Enunciado escrito: Imprime el listado de abajo completo, con cada línea igual, sin cambiar nada.

-----

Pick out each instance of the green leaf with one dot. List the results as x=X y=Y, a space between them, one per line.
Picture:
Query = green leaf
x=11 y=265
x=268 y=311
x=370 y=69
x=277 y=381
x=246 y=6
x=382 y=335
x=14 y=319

-----

Ejercicio resuelto:
Pick out each instance of the green leaf with one dot. List the results as x=X y=Y, a space between them, one per line.
Picture:
Query = green leaf
x=11 y=265
x=268 y=311
x=370 y=69
x=277 y=381
x=246 y=6
x=382 y=335
x=14 y=319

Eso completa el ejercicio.